### EXERCISES TO COMPLETE
a) List every event that the passage about Acheson and his critics places in the students' "dead zone."
b) Continue the passage about Acheson and his critics from its last sentence onward, keeping its voice.

What I was appalled to discover was that the great majority of these students had apparently never heard of the Marshall Plan. There was, however, a minority that knew of it and were pretty cynical about it, as about the first grand installment of an American insurance scheme: I realized, a little late, that when the Russians had been huffing and puffing, when all these great and awful things were happening, these students were unborn, and therefore Azerbaijan and the siege of Berlin and the Marshall Plan lay, for them, in that dead zone that exists in every mind between what is too late to get into the books and what is too early for you to have lived through. From hot little speeches masquerading as questions, I learned two separate and opposing prejudices about Truman and Acheson. One, they were sleeping partners of the late Senator Joseph McCarthy, quick to see Communism under every bed and reacting in panic with billions for arms. This opinion came, obviously, from students inclining visibly to the left. The other complaint came from the fewer leaners to the right: that on the contrary, both the president and his secretary of state were shameless “coddlers” of Communists. This charge sprang from the disdain that both men expressed for loyalty oaths, and for McCarthy's trembling assertions that there were scores of Communists on active undercover service inside the State Department. In the presidential election year of 1952, the Republicans found this propaganda line too tempting to resist and, mostly actively, one Richard M. Nixon pictured Acheson as something very close to a traitor if not an underground Communist agent. There was a shabby scene at the Republican Convention in 1952 when somebody unfurled a banner inscribed with the legend: “Acheson—Twenty Years of Treason” and there was a thunderclap of cheers.

It would have been easy, it would have been forgivable self-protection, for Acheson to throw a few sacrificial lambs in the State Department to McCarthy's slaughterhouse. But he never did. And when a minor official, one Alger Hiss, was found guilty of passing on secret papers to the Soviet Union, Acheson was on the touchiest ground of his public life. He had been a friend of Hiss, and at his next press conference he was asked how he felt about Hiss now. The secretary had anticipated the question. He picked up the New Testament and said, ‘You will find the answer in the gospel according to St. Matthew.” Pressed to say that Hiss was well worth renouncing, he simply said, “I will not turn my back on Alger Hiss.” To the people who, like Acheson, probably thought Hiss innocent, this was a courageous act of friendship; to the rest, to the Republicans especially, it was a typical flourish of Acheson arrogance. In any case, it let off another national uproar.

### DATA SECTION
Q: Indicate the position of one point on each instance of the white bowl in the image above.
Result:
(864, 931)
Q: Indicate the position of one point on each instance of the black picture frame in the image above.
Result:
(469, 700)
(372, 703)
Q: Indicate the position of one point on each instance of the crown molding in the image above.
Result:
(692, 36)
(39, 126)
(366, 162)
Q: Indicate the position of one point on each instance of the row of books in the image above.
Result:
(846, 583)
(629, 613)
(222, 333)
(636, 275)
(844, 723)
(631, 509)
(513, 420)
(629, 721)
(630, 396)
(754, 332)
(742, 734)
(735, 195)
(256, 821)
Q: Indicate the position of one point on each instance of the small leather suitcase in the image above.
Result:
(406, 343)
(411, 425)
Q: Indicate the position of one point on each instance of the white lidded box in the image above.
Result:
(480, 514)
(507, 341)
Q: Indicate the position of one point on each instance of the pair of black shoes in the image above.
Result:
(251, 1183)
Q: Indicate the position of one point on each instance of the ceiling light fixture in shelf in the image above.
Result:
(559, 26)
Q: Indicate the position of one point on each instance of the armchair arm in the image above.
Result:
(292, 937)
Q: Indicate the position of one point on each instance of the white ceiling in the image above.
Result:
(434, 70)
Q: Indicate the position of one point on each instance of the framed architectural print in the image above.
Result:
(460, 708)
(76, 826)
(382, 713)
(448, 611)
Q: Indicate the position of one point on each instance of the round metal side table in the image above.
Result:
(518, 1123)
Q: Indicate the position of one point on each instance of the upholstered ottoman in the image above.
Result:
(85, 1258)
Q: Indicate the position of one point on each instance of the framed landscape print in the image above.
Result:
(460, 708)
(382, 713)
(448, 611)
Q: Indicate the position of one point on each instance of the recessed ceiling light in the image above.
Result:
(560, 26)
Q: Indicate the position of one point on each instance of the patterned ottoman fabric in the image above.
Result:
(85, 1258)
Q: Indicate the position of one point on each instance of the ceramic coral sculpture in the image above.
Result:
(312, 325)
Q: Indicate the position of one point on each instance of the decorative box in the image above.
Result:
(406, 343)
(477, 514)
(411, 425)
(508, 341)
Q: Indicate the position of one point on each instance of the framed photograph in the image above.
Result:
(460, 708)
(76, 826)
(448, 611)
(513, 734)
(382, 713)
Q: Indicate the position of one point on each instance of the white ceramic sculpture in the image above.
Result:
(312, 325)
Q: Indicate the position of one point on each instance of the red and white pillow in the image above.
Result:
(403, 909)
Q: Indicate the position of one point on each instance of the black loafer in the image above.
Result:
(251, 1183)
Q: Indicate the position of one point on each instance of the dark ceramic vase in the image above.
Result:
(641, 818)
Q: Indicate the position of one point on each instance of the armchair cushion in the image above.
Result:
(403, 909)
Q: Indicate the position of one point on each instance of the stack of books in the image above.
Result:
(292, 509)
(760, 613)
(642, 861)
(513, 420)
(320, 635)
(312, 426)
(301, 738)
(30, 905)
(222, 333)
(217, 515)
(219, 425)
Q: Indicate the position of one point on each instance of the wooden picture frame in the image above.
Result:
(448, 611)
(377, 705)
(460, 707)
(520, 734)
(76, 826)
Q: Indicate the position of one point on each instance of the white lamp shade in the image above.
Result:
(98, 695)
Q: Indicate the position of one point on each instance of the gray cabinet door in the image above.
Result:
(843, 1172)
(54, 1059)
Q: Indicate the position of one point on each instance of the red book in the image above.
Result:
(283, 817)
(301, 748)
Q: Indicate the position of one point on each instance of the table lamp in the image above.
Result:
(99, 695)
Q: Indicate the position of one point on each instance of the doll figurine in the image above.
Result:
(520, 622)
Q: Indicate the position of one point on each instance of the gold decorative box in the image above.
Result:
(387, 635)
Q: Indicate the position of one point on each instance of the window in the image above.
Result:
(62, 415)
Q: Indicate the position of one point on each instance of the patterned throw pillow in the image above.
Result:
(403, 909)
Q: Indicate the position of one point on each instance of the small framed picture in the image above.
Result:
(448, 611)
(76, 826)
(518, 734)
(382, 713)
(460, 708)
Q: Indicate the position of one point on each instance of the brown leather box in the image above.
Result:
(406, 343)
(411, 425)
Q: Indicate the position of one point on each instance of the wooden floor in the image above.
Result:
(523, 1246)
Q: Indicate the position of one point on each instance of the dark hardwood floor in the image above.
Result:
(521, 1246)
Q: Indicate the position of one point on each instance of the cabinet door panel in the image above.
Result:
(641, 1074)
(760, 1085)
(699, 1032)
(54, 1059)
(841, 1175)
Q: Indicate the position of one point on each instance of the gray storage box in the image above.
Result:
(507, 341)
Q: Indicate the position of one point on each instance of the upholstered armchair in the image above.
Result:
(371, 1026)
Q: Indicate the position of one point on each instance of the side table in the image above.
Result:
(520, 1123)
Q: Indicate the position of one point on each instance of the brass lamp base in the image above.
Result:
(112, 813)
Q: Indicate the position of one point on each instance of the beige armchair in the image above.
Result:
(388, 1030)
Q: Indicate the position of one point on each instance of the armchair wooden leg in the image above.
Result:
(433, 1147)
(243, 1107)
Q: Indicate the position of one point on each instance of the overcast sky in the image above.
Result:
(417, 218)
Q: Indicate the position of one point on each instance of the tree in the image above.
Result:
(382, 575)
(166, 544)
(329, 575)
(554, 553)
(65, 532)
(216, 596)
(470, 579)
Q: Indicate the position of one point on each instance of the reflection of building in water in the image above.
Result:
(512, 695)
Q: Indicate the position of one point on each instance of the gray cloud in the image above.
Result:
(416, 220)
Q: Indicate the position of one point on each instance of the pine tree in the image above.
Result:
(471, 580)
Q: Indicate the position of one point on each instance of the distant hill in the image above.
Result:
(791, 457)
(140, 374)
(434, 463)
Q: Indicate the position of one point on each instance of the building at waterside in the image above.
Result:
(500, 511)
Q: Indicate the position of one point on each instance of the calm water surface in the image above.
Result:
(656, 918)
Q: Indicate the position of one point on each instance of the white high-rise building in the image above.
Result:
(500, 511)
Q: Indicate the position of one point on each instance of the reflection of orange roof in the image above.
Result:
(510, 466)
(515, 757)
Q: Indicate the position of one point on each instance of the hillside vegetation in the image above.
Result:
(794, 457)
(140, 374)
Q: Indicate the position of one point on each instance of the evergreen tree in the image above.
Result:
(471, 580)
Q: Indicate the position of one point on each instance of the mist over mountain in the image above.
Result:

### TASK RESPONSES
a)
Azerbaijan
the siege of Berlin
the Marshall Plan

b)
[It would take more than forty years for us to have access to the KGB and the Hungarian Communist archives, which revealed—what Acheson didn't know, nor for that matter did McCarthy—that there really was at that time a small group of dedicated Communists in the State Department]

During his last two years as secretary of state, Ache-son's public appearances were frequently booed, he went in danger of physical harm, his telephone rang incessantly with threats and obscenities. I wondered at the time if he could survive all this without a breakdown. Somehow, under a strain his intimates agonized over, he managed. It is part of the common tragedy of the passing of time that those who know what such a man as Acheson did don't need to be reminded of it, and the rest are either too bored or too skeptical to care. Nevertheless, we had better remind ourselves that whether or not our present troubles stem from Truman and Acheson or from earlier or later times, Acheson was the man who, with one other man in the State Department, brought forth the Marshall Plan. Will Clayton conceived it, and Acheson delivered it.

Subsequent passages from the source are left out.